» **PROBLEM DESCRIPTION**:
Omit the pictures and return every entry exactly as written.

» **PROVIDED DATA**:
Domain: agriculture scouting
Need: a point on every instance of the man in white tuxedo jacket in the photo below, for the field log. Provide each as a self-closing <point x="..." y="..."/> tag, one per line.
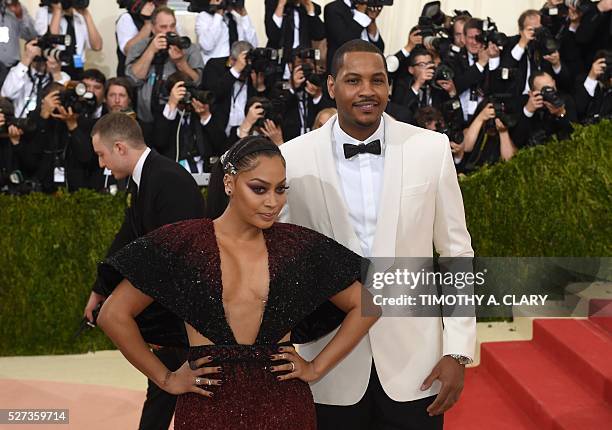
<point x="383" y="189"/>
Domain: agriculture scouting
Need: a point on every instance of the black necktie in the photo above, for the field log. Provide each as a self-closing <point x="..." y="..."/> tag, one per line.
<point x="233" y="28"/>
<point x="371" y="148"/>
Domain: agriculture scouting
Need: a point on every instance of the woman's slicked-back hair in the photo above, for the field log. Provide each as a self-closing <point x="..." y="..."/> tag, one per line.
<point x="242" y="156"/>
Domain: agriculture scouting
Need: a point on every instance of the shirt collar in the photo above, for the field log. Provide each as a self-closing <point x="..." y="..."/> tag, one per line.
<point x="137" y="174"/>
<point x="341" y="137"/>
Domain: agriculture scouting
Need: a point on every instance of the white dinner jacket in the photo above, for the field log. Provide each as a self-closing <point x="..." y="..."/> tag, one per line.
<point x="420" y="206"/>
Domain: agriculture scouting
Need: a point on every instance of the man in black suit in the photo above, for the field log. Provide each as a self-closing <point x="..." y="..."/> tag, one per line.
<point x="160" y="192"/>
<point x="347" y="20"/>
<point x="292" y="24"/>
<point x="233" y="82"/>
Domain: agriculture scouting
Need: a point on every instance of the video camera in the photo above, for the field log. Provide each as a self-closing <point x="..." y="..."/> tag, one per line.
<point x="198" y="6"/>
<point x="66" y="4"/>
<point x="77" y="97"/>
<point x="136" y="6"/>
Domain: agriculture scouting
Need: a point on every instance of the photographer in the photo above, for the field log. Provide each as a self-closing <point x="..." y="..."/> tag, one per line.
<point x="218" y="29"/>
<point x="350" y="19"/>
<point x="292" y="24"/>
<point x="306" y="97"/>
<point x="187" y="125"/>
<point x="422" y="87"/>
<point x="595" y="33"/>
<point x="25" y="82"/>
<point x="473" y="69"/>
<point x="151" y="61"/>
<point x="234" y="81"/>
<point x="594" y="92"/>
<point x="487" y="139"/>
<point x="432" y="119"/>
<point x="534" y="49"/>
<point x="547" y="113"/>
<point x="18" y="23"/>
<point x="70" y="17"/>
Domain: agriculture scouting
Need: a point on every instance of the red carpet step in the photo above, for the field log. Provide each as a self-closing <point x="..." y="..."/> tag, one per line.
<point x="561" y="380"/>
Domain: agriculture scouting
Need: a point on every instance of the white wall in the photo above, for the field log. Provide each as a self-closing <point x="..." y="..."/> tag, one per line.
<point x="395" y="22"/>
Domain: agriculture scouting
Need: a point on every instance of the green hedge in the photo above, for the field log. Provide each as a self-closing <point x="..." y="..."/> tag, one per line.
<point x="552" y="200"/>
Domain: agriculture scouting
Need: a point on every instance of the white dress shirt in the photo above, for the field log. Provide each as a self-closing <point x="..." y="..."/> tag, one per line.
<point x="137" y="174"/>
<point x="43" y="19"/>
<point x="361" y="179"/>
<point x="213" y="33"/>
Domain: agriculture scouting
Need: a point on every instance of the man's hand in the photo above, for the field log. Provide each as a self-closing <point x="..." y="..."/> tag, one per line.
<point x="94" y="299"/>
<point x="527" y="35"/>
<point x="201" y="109"/>
<point x="49" y="104"/>
<point x="554" y="59"/>
<point x="535" y="102"/>
<point x="177" y="94"/>
<point x="297" y="77"/>
<point x="450" y="374"/>
<point x="159" y="43"/>
<point x="597" y="69"/>
<point x="68" y="116"/>
<point x="30" y="52"/>
<point x="314" y="91"/>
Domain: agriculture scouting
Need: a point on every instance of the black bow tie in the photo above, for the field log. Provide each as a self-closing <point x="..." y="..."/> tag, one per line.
<point x="371" y="148"/>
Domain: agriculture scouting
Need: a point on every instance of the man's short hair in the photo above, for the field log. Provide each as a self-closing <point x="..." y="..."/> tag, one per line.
<point x="120" y="82"/>
<point x="239" y="47"/>
<point x="472" y="23"/>
<point x="119" y="126"/>
<point x="356" y="45"/>
<point x="528" y="13"/>
<point x="159" y="10"/>
<point x="94" y="75"/>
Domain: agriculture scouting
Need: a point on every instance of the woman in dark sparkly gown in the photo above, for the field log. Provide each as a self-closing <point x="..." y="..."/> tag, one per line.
<point x="241" y="284"/>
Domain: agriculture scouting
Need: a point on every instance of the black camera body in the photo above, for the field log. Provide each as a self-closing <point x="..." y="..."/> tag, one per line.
<point x="194" y="93"/>
<point x="66" y="4"/>
<point x="77" y="97"/>
<point x="550" y="95"/>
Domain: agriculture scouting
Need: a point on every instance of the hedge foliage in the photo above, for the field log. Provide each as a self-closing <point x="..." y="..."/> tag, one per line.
<point x="551" y="200"/>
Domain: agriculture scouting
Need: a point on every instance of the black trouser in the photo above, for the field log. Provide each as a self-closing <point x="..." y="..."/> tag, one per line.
<point x="376" y="411"/>
<point x="158" y="407"/>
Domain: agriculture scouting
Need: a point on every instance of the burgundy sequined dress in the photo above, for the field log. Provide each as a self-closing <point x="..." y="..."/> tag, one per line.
<point x="178" y="265"/>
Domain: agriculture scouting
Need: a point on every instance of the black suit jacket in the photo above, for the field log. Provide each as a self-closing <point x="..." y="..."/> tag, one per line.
<point x="311" y="28"/>
<point x="167" y="194"/>
<point x="340" y="27"/>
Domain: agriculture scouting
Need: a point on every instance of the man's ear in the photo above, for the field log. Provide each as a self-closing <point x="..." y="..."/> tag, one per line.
<point x="331" y="82"/>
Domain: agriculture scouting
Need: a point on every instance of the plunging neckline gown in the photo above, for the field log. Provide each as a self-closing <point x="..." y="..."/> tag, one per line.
<point x="179" y="266"/>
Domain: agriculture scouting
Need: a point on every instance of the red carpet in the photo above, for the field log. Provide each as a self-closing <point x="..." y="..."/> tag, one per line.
<point x="561" y="380"/>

» **RESPONSE TO THE TASK**:
Domain: agriculture scouting
Need: a point on every instance of the man in white tuxedo jacket in the photo below, for the field log. Provide each as a self-closing <point x="..." y="..."/> tag, one per line.
<point x="383" y="189"/>
Domain: agriculture scouting
Need: a point on every instance of the black necktie in the photo above, for the field log. Provide each as a self-closing <point x="..." y="..."/> tag, one per line.
<point x="233" y="28"/>
<point x="371" y="148"/>
Domain: agriculture scouting
Need: a point on every instance of the woman's slicked-back hair in the photo above, for the field log. Provide each as a self-closing <point x="..." y="..."/> tag, one per line.
<point x="242" y="156"/>
Domain: agriculture scouting
Need: a point on every instance of the shirt collar in the photo above, for the field log. Provide each as a self-closing <point x="..." y="..."/> tag, one per line.
<point x="137" y="174"/>
<point x="341" y="137"/>
Domain: agriculture scouting
Need: a point on every instance of the white dinner jacket in the photo above, for the field log. Provide each as a self-closing <point x="..." y="..."/> tag, one per line.
<point x="420" y="206"/>
Domain: agriculture scouting
Need: a point on every instance of the man in black suit in the photo above, for the field log. Provide each as a self-closing <point x="..." y="..."/> tag, one per line.
<point x="160" y="192"/>
<point x="347" y="20"/>
<point x="292" y="24"/>
<point x="233" y="82"/>
Domain: agriculture scouting
Need: a point on every instance of the video camera in the photo above, for the field log. Provide each as a self-closing <point x="..." y="..."/> tag, one per line.
<point x="198" y="6"/>
<point x="66" y="4"/>
<point x="77" y="97"/>
<point x="136" y="6"/>
Domain: agriculture scouting
Need: a point on every instance of the photographer in the photo above, for the field log. Provide each as a self-closing <point x="..." y="..."/> tag, one per line.
<point x="218" y="29"/>
<point x="350" y="19"/>
<point x="292" y="24"/>
<point x="306" y="97"/>
<point x="187" y="125"/>
<point x="422" y="87"/>
<point x="595" y="33"/>
<point x="25" y="82"/>
<point x="473" y="69"/>
<point x="151" y="61"/>
<point x="234" y="81"/>
<point x="594" y="92"/>
<point x="487" y="139"/>
<point x="432" y="119"/>
<point x="534" y="49"/>
<point x="547" y="113"/>
<point x="18" y="23"/>
<point x="70" y="17"/>
Domain: agriculture scouting
Need: a point on every instance of the red carpet step in the photo above, for the field log. Provide each as a self-closing <point x="..." y="..."/> tag, one per line.
<point x="561" y="380"/>
Domain: agriculture scouting
Need: a point on every instance of the white wall in the photo above, for the field log. Provide each as a self-closing <point x="..." y="..."/> tag, one per line.
<point x="395" y="22"/>
Domain: agriculture scouting
Need: a point on every instance of the green hedge in the photo above, for the field log. Provide each as a self-closing <point x="..." y="..."/> tag, one per line.
<point x="552" y="200"/>
Domain: agriculture scouting
Need: a point on every instance of the white dress shirt in the photo above, for the field log. Provide each as a self-closing <point x="..." y="..."/> tag, one per line.
<point x="137" y="174"/>
<point x="43" y="19"/>
<point x="361" y="179"/>
<point x="213" y="33"/>
Domain: agriculture scouting
Need: a point on every instance of the man's hand in the photo above, for the field log. Provide each as a self-closing <point x="..." y="..."/> tag, one per line.
<point x="94" y="299"/>
<point x="527" y="35"/>
<point x="201" y="109"/>
<point x="49" y="104"/>
<point x="554" y="59"/>
<point x="535" y="102"/>
<point x="177" y="94"/>
<point x="297" y="77"/>
<point x="450" y="374"/>
<point x="159" y="43"/>
<point x="597" y="69"/>
<point x="68" y="116"/>
<point x="30" y="52"/>
<point x="314" y="91"/>
Domain: agriculture scouting
Need: a point on every instance of the black bow tie in the photo above, for the field log. Provide each as a self-closing <point x="..." y="..."/> tag, one per line.
<point x="371" y="148"/>
Domain: agriculture scouting
Need: a point on every instance of the man's short hair in the photo above, for the field log. Provide each as a self-closing <point x="..." y="..."/> tag, one per line.
<point x="120" y="82"/>
<point x="239" y="47"/>
<point x="472" y="23"/>
<point x="119" y="126"/>
<point x="356" y="45"/>
<point x="528" y="13"/>
<point x="159" y="10"/>
<point x="94" y="75"/>
Domain: agriculture scouting
Need: a point on every instance of the woman in dark sparkly gown in the photo above, for the field log. Provide each as a self-closing <point x="..." y="..."/> tag, one per line.
<point x="241" y="284"/>
Domain: agriculture scouting
Need: a point on every instance of the black camera body in the photo above, for the field log. Provide each as a self-closing <point x="..." y="..."/> tag, one per line.
<point x="194" y="93"/>
<point x="66" y="4"/>
<point x="77" y="97"/>
<point x="550" y="95"/>
Domain: agriculture scouting
Need: a point on every instance of the hedge foliage in the photo above, for the field log. Provide each as a self-closing <point x="..." y="..."/> tag, one per line.
<point x="551" y="200"/>
Domain: agriculture scouting
Need: a point on every instance of the black trouser in the photo above, for the field log. Provide each as a self-closing <point x="..." y="..."/> tag, one per line.
<point x="376" y="411"/>
<point x="158" y="407"/>
Domain: agriculture scouting
Need: a point on every instance of the burgundy sequined dress in the photo above, for the field log. Provide each as a self-closing <point x="..." y="..."/> tag, one per line.
<point x="178" y="265"/>
Domain: agriculture scouting
Need: a point on every instance of the black suit jacket in the photo above, for the field log. Provide each as a self-closing <point x="..." y="..."/> tag, one per line.
<point x="311" y="28"/>
<point x="167" y="194"/>
<point x="340" y="27"/>
Domain: agriculture scouting
Need: a point on every instance of the man's ear in the photo above, for the field log. Provide each as a self-closing <point x="..." y="..."/> tag, one per line.
<point x="331" y="82"/>
Domain: agriculture scouting
Need: a point on every instance of the plunging neckline gown in the photo above, for the field log. Provide each as a self-closing <point x="..." y="..."/> tag, one per line.
<point x="179" y="266"/>
Domain: agriculture scouting
Need: a point on every instance of the red carpet in the photo above, for the field log. Provide each as a self-closing <point x="..." y="..."/> tag, one per line.
<point x="561" y="380"/>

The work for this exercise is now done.